> _PROBLEM DETAILS_:
Could you convert the material below into a JSON list of strings, with one string per line and blank lines left out?

> _SUPPLIED MATERIAL_:

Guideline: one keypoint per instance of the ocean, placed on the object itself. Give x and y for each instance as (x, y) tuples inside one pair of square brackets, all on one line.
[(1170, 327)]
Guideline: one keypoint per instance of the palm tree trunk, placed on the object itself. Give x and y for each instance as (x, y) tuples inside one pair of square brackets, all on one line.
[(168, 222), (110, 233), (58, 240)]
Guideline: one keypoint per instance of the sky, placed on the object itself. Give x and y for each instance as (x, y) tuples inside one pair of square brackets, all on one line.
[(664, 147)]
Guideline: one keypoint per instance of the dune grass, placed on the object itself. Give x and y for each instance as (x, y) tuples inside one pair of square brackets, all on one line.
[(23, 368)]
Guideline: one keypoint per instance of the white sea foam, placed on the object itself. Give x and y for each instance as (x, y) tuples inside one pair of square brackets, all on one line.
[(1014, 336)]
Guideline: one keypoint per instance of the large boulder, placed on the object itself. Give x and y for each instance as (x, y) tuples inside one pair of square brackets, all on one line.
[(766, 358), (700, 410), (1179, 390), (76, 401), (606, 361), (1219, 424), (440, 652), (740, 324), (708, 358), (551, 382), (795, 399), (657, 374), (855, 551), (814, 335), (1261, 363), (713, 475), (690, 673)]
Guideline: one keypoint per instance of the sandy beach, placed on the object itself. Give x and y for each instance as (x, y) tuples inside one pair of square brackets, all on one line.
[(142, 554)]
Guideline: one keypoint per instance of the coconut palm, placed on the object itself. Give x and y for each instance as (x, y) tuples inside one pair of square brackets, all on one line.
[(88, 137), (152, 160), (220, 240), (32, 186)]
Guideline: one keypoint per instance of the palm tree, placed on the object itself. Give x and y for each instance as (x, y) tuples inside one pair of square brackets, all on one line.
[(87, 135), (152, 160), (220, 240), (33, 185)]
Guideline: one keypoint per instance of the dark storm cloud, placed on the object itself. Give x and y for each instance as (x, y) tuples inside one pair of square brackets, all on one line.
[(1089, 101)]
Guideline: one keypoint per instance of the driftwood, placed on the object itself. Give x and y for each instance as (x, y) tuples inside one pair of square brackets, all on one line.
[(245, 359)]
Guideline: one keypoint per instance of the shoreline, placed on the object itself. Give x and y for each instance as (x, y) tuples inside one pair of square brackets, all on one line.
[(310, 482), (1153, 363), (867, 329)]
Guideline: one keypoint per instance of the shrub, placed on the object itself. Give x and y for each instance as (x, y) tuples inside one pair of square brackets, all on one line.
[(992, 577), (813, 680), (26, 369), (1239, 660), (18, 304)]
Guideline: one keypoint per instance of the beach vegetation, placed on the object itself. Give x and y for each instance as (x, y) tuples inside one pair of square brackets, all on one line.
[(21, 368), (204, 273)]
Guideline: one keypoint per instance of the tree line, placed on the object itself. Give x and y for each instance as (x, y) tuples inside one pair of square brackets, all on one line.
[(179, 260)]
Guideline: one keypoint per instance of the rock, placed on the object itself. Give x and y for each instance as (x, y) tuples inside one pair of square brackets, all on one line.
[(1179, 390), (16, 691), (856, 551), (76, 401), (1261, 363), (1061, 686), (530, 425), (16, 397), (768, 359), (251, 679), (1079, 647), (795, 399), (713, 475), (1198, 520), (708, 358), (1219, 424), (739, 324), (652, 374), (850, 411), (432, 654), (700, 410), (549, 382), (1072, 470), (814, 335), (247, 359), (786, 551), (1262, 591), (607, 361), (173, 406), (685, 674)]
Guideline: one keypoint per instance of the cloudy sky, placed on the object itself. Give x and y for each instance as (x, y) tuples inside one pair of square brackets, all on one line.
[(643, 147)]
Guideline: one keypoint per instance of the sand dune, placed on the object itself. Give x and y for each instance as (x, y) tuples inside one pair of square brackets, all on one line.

> _RESPONSE_:
[
  "Guideline: one keypoint per instance of the ocean, placed on the object itself. Give x and y for each instance as (x, y) tuples inside one pair of square brackets, all on one line.",
  "[(1170, 327)]",
  "Guideline: one keypoint per instance of the palm tree trunk, placed on the object itself. Give x and y for each instance as (x, y) tuples inside one pair of square brackets, all on one line.",
  "[(168, 222), (110, 233), (58, 240)]",
  "Guideline: one keypoint per instance of the sky, placed on the object itself. Give x and y for each instance as (x, y) tuples inside one pair of square brackets, all on one line.",
  "[(664, 147)]",
  "Guideline: one keypoint per instance of the dune grass, placed on the object itself. Give x and y for each instance as (x, y) tuples inside one pair of square brackets, all on one line.",
  "[(23, 368)]",
  "Guideline: one keypoint per instance of the white sea foam, placed on the object itself. Give x and y for each instance as (x, y) tuples inside one pair of square brackets, all on one line.",
  "[(1014, 336)]",
  "Guideline: one keypoint per instance of the large boulder, placed on the object itself. Give x and y for each instance as (x, y) tuples inside one pair of square brackets, all on one line.",
  "[(766, 358), (700, 410), (1179, 390), (76, 401), (606, 361), (1219, 424), (440, 652), (740, 324), (708, 358), (551, 382), (795, 399), (657, 374), (855, 551), (814, 335), (1261, 363), (713, 475), (690, 673)]",
  "Guideline: one keypoint per instance of the sandy beach, placed on the object itself. Give x and y for each instance as (x, y) tuples inside one pair of square brackets, all on one line.",
  "[(142, 554)]",
  "Guideline: one keypoint per instance of the coconut palm, placed on the object itself. Give x and y for each instance as (x, y) tuples inside one pair of square brackets, all on one line.",
  "[(88, 137), (152, 160), (220, 240), (32, 186)]",
  "Guideline: one keypoint per instance of the palm tree, placed on the object itself. Give x and y for each instance as (x, y) tuples inside one pair of square brackets, all on one line.",
  "[(87, 135), (152, 160), (220, 240), (33, 185)]",
  "Guideline: one keypoint per instance of the dark storm cloud, placed on the object itself. Give x and y for each instance as (x, y) tuples inside one pair of square brackets, all on one line.",
  "[(1089, 101)]",
  "Guideline: one keypoint per instance of the driftwood, placed on the object itself. Give x and y for each instance as (x, y) tuples inside one pair of square brackets, all on one line.",
  "[(245, 359)]",
  "Guideline: one keypoint per instance of the shoreline, placed on the object itself. Give x and y for each instance as (x, y) tuples inside one pair of square brackets, all on one line.",
  "[(310, 482), (1153, 363), (867, 329)]",
  "Guideline: one keypoint per instance of the shrub, placed on the object itself. Give x and y for each instance as (x, y) tuples inside one pair of square brackets, all on one line.",
  "[(992, 577), (813, 680), (26, 369), (1239, 660), (18, 304)]",
  "Guideline: one keypoint per instance of the beach vegetation, placed on the object itself. Give x and y for each instance as (x, y) tuples inside one pair of square brackets, all on one line.",
  "[(21, 368), (204, 273)]",
  "Guideline: one keypoint per instance of the tree line, placed on the object itself. Give x and y for each instance as (x, y) tuples inside one pair of square brackets, all on one line.",
  "[(179, 260)]",
  "Guideline: one keypoint per instance of the rock, placed on the object itself. Give x and y for each instance as (x, y) tuples inside one pair of square brackets, all on one line.",
  "[(1179, 390), (16, 691), (856, 551), (76, 401), (1261, 363), (1061, 686), (530, 425), (16, 397), (768, 359), (251, 679), (1079, 647), (795, 399), (713, 475), (1198, 520), (708, 358), (1219, 424), (739, 324), (652, 374), (850, 411), (432, 654), (700, 410), (549, 382), (1072, 470), (814, 335), (247, 359), (786, 551), (1262, 591), (607, 361), (173, 406), (685, 674)]",
  "Guideline: one keypoint per instance of the cloudy sky, placed on the object itself. Give x and y for each instance as (x, y) tuples inside one pair of square brackets, all on one line.",
  "[(643, 147)]",
  "Guideline: one keypoint per instance of the sand dune, placed on the object itself. Give x and y for each instance as (x, y) tuples inside one pair of square brackets, all on one line."
]